START Text passage

The fact that we automate certain decisions, whether individual or collective, should in principle be considered a relief, but that possibility constitutes a threat if it implies complete surrender of our sovereignty. Intelligent machines seem capable of superseding human decisions, invisible algorithms establish new sources of power and injustice, technocratic authorities enjoy excessive prerogatives. At this rate, we could imagine Siri—after noting our likes, what we consume, the social networks we have joined, our habitual preferences—informing us of how we should vote, as Bartlett imagined in a recent book in which he contrasts the people with technology.

Do reasoned information, individual choice, democratic self-government continue to make sense in these new technological environments? In the first place, we should not underestimate the risk that techno-authoritarianism may be increasingly attractive in a world in which politics has reaped a long list of failures. There are those who claim that algorithms and artificial intelligence could distribute resources more effectively than the irrational or poorly informed citizenry. It would be something like a digital version of the classic technocracy but aligned with large technological companies and their irresistible offers of service, information and connectivity. The problem is that it makes no sense to confront the power of these companies with anti-trust legislation. The idea that monopolies are bad because they raise prices and harm the consumer was central to the organization of the analogous economic space, but we are now confronting technological companies that lower prices—including some, like Google and Facebook, that are free—and they are excellent for consumers. The threat they pose to democratic life has nothing to do with prices but with the concentration of power, the regulation of data and the control of the public space.

It would be hard for digital empowerment not to have an unsettling side or for the possibility of escaping centralized control not to imply a weakening of political authority in general. But the idea of perverse actors who are fighting to strip us of our sovereignty is too humanistic for the digital era, an era in which there is an unprecedented exchange of accessibility and control, of individual and shared empowerment.

END Text passage
START Given data

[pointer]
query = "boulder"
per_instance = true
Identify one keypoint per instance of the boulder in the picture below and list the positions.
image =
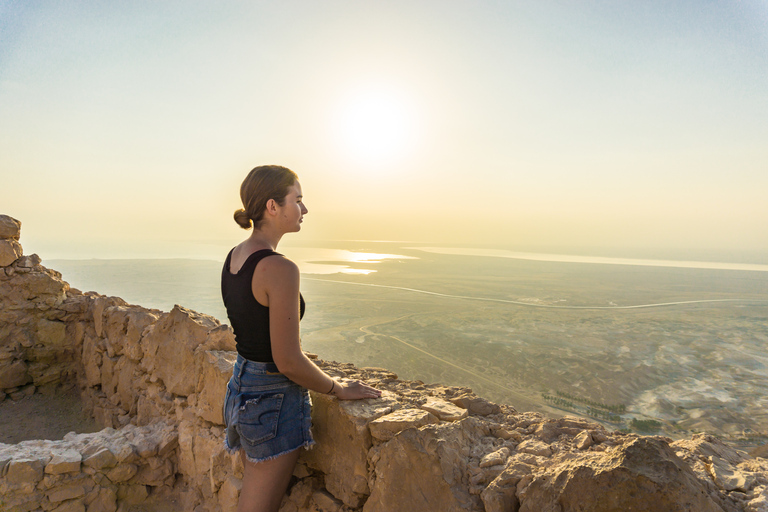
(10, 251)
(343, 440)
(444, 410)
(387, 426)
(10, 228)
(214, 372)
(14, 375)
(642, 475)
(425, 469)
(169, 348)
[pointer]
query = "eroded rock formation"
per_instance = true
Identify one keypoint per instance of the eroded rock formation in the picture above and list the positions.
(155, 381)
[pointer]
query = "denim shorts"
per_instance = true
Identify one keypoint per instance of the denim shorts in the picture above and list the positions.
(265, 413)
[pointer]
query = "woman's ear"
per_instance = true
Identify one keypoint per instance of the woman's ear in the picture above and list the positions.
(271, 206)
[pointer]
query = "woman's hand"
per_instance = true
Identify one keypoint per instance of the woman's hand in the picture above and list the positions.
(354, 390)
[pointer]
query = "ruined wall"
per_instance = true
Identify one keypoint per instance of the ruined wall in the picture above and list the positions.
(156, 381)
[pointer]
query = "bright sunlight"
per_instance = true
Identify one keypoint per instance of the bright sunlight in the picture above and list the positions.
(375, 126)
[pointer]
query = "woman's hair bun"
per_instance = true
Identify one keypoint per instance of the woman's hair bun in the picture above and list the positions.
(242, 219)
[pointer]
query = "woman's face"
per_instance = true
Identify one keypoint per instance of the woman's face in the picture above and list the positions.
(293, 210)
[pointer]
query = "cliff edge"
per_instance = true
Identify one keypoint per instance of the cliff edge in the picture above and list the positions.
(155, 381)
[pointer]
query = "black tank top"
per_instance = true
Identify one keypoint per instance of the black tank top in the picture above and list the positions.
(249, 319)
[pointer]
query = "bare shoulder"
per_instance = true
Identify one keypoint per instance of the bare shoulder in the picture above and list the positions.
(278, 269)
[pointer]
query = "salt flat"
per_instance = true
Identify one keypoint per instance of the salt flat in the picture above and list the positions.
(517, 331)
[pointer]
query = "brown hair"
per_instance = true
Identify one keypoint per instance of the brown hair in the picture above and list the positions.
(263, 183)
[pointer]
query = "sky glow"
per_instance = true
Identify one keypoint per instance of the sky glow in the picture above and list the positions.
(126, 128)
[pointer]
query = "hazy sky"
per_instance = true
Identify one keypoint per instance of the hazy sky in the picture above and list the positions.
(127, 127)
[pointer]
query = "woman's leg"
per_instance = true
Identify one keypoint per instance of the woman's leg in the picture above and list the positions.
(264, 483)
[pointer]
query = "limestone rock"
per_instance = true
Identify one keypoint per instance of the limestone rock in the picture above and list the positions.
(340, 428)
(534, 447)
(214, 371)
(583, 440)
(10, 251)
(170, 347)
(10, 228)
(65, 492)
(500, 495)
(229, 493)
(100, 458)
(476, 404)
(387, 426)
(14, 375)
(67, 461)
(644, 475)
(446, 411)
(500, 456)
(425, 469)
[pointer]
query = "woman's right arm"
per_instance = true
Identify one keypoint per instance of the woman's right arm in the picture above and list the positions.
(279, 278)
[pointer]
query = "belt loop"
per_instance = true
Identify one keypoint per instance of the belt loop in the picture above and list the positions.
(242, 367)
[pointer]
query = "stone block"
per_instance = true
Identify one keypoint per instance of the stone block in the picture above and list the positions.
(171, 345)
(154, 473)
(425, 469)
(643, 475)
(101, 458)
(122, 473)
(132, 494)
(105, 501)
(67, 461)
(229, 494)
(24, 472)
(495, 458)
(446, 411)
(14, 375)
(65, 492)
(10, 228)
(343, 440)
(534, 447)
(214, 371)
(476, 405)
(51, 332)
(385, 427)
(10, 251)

END Given data
START Given data

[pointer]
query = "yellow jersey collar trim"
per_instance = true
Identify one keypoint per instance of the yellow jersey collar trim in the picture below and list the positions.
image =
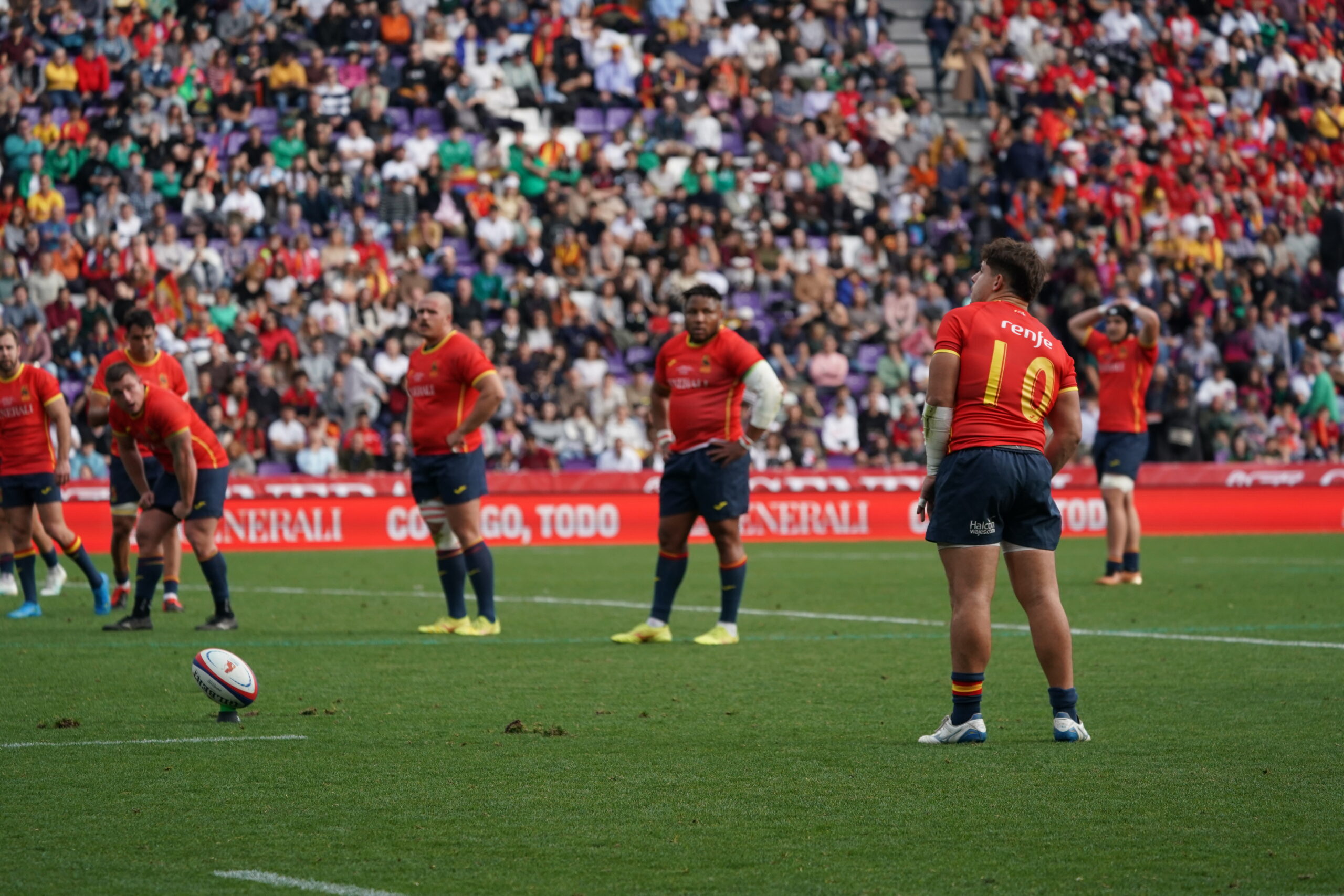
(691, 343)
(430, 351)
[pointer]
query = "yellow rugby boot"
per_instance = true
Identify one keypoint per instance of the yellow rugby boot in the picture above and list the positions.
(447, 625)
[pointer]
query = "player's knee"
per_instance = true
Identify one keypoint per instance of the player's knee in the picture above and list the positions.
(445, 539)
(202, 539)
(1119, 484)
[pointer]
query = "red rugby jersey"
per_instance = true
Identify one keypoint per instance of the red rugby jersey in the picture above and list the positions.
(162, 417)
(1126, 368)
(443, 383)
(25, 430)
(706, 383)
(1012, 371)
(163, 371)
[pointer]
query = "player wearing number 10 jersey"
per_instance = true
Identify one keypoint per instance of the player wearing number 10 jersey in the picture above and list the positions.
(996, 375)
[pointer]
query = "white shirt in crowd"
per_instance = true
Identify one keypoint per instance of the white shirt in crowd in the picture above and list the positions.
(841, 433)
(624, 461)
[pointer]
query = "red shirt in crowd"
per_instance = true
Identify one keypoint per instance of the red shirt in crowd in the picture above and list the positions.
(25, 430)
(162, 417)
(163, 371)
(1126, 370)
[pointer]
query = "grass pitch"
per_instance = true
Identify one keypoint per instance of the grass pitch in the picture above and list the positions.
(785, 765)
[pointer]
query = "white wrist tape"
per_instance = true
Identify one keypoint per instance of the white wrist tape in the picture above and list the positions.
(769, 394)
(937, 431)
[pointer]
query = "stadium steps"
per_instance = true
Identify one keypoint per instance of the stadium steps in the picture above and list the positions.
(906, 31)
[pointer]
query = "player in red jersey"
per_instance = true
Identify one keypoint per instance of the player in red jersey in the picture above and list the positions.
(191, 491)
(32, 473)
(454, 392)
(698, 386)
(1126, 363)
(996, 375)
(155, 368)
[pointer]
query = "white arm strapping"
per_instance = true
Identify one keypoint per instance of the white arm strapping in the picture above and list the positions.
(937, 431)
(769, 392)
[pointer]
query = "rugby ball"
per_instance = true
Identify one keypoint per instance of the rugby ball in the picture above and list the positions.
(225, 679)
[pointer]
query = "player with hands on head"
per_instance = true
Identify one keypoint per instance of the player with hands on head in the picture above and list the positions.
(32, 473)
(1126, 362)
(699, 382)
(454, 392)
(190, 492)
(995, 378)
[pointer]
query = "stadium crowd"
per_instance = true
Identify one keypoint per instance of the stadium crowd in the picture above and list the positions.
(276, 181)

END Given data
START Given data

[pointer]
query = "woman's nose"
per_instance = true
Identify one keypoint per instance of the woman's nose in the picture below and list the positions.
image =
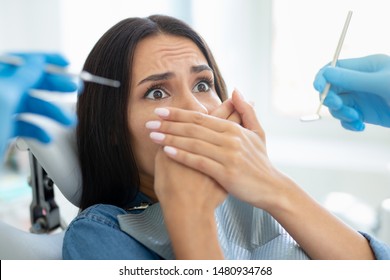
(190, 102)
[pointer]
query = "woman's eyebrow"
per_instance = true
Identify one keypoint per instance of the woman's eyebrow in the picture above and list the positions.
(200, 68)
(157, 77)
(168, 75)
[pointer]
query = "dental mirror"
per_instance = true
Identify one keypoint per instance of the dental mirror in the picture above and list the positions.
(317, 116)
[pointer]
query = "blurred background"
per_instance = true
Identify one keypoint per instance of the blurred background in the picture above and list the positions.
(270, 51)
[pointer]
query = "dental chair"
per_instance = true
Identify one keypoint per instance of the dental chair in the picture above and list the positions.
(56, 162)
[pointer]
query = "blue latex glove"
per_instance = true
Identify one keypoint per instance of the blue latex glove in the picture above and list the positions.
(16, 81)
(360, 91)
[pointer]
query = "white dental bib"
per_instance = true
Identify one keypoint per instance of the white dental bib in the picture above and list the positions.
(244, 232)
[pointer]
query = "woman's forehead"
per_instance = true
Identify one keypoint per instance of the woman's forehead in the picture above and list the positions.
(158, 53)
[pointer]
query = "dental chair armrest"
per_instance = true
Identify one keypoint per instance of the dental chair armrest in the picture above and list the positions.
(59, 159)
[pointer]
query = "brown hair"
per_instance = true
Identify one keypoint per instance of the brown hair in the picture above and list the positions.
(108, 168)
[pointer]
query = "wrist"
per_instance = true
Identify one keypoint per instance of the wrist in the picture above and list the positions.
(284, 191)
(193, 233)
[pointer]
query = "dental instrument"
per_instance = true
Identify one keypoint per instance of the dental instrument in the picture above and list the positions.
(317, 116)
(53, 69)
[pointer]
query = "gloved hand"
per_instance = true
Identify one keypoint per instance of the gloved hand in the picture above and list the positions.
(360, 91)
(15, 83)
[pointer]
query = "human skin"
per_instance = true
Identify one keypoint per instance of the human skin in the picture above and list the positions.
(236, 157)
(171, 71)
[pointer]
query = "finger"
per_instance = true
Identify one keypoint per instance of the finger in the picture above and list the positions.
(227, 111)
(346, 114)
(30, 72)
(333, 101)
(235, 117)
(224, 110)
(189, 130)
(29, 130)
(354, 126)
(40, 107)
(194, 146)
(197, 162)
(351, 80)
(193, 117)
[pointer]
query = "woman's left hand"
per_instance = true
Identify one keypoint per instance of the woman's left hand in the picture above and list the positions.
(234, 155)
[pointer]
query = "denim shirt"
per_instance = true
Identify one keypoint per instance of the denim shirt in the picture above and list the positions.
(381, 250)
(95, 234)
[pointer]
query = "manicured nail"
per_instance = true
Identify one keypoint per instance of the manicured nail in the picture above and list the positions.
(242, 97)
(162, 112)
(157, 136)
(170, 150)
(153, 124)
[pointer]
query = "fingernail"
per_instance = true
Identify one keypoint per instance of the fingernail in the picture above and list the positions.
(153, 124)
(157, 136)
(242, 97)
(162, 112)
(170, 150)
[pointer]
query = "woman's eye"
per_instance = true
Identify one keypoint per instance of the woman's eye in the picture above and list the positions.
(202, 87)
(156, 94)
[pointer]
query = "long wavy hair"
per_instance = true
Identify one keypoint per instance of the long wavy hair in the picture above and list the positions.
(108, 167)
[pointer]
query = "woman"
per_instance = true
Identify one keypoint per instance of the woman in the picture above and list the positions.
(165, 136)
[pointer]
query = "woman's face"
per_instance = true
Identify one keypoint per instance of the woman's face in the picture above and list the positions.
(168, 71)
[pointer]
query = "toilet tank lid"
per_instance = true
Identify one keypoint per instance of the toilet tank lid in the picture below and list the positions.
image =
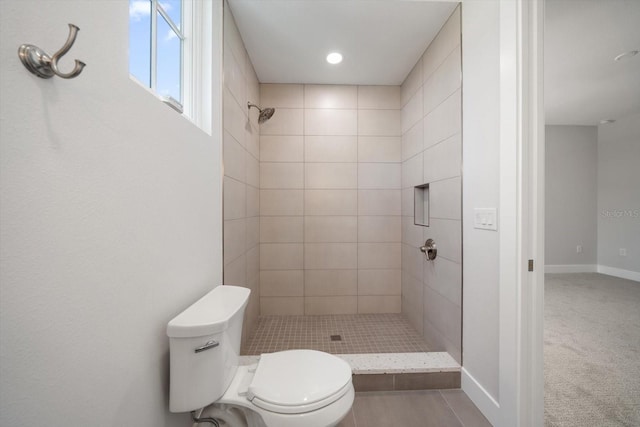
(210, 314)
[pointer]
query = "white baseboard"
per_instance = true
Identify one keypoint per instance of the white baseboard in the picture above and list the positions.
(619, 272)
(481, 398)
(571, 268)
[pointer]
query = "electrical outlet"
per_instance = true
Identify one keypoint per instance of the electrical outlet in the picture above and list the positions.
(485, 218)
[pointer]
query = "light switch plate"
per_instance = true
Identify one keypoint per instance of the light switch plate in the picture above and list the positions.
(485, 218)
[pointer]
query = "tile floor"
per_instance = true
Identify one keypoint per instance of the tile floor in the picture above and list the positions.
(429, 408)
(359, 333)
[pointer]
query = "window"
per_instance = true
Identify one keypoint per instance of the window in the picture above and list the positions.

END Given data

Work request 1: In the passage on automation and democracy, what does the threat that technological companies pose to democratic life have to do with, instead of prices?
Work request 2: Repeat word for word the part of the passage on automation and democracy that opens with the words containing "It would be hard" and closes with "and shared empowerment.".

Task response 1: It has to do with the concentration of power, the regulation of data and the control of the public space.

Task response 2:
It would be hard for digital empowerment not to have an unsettling side or for the possibility of escaping centralized control not to imply a weakening of political authority in general. But the idea of perverse actors who are fighting to strip us of our sovereignty is too humanistic for the digital era, an era in which there is an unprecedented exchange of accessibility and control, of individual and shared empowerment.